=== Dataset records ===

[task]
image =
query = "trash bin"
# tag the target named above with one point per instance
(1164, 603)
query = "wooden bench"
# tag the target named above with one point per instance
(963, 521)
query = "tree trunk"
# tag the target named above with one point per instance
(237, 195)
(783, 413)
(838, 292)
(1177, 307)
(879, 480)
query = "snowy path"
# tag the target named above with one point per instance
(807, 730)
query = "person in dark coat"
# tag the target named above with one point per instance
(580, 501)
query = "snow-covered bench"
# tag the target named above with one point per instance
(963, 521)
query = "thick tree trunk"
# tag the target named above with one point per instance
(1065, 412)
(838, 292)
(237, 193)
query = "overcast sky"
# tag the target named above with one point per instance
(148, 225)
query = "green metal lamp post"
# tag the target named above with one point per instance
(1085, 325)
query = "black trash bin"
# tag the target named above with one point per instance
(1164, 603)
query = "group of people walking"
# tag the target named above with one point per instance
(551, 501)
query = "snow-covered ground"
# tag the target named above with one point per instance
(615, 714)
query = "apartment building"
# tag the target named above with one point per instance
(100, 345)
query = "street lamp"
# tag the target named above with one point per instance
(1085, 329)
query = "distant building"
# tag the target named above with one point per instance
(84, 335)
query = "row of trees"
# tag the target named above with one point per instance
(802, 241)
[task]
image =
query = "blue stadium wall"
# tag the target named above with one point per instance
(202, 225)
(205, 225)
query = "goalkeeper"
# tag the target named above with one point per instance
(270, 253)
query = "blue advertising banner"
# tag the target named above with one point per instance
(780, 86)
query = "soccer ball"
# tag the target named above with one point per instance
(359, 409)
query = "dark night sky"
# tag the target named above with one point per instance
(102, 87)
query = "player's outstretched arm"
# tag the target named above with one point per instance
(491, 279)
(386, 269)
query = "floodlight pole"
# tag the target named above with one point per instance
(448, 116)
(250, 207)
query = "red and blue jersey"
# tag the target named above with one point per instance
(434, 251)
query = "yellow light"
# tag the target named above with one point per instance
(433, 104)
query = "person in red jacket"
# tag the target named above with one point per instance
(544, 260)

===
=== Dataset records ===

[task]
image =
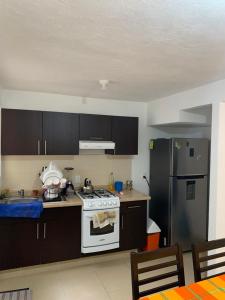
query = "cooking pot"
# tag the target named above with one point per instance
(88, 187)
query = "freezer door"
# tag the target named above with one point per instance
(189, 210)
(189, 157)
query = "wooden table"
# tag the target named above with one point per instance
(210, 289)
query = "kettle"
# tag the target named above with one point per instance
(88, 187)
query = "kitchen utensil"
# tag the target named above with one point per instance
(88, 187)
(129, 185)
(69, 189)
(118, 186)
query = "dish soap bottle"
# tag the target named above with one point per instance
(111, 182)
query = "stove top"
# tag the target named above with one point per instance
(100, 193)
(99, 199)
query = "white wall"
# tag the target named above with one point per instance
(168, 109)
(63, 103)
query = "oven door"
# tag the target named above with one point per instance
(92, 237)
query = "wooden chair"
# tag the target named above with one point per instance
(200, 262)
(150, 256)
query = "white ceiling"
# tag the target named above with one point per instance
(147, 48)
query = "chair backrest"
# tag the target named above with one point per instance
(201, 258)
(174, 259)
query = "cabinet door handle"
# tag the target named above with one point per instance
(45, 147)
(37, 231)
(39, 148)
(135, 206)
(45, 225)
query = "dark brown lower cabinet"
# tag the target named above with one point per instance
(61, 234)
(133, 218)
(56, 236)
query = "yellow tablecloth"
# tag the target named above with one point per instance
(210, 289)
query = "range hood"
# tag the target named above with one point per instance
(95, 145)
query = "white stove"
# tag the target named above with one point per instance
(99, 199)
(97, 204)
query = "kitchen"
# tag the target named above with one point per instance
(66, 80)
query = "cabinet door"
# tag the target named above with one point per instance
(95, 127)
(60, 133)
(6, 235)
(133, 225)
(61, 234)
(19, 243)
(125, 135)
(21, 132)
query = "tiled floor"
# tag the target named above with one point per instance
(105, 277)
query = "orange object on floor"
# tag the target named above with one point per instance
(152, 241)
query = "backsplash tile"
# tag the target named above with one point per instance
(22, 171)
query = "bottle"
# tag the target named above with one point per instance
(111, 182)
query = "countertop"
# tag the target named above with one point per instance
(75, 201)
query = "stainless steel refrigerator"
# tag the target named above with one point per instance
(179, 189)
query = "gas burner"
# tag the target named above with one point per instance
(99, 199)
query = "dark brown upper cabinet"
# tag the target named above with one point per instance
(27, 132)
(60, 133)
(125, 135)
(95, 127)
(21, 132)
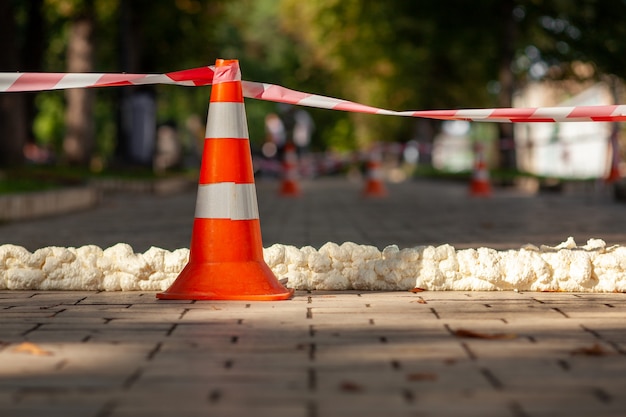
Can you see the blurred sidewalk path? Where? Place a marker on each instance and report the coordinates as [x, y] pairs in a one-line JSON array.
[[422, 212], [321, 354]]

===
=== Dataset records ===

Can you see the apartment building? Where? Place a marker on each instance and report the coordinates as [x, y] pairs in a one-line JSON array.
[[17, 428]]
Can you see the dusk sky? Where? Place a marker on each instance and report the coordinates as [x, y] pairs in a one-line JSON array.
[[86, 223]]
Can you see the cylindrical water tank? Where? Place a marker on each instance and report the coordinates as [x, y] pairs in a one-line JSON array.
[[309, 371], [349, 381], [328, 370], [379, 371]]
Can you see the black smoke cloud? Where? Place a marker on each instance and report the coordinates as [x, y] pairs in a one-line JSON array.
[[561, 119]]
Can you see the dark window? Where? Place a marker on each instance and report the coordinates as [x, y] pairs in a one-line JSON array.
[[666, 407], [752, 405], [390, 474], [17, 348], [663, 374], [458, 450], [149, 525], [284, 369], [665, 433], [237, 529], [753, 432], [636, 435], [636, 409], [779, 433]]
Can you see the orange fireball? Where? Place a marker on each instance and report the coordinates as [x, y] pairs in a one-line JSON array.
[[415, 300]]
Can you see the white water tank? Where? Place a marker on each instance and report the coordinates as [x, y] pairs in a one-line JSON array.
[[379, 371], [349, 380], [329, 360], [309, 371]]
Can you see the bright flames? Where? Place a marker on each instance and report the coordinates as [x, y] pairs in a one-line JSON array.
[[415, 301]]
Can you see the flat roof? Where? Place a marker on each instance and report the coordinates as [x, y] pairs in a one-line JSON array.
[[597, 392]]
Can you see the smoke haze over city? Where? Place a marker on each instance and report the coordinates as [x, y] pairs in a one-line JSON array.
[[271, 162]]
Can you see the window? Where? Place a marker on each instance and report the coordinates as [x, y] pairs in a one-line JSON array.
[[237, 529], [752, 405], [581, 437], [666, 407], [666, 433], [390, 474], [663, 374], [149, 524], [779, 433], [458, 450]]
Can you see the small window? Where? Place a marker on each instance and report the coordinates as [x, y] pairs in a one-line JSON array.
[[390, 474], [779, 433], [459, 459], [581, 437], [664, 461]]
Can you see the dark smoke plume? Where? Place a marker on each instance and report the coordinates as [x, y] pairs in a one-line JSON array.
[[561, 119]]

===

» Your instructions: Copy every line of the items above that contains the string "kitchen". Case counts, so match capital and lowercase letters exactly.

» Answer in full:
query = "kitchen utensil"
query = "kitchen"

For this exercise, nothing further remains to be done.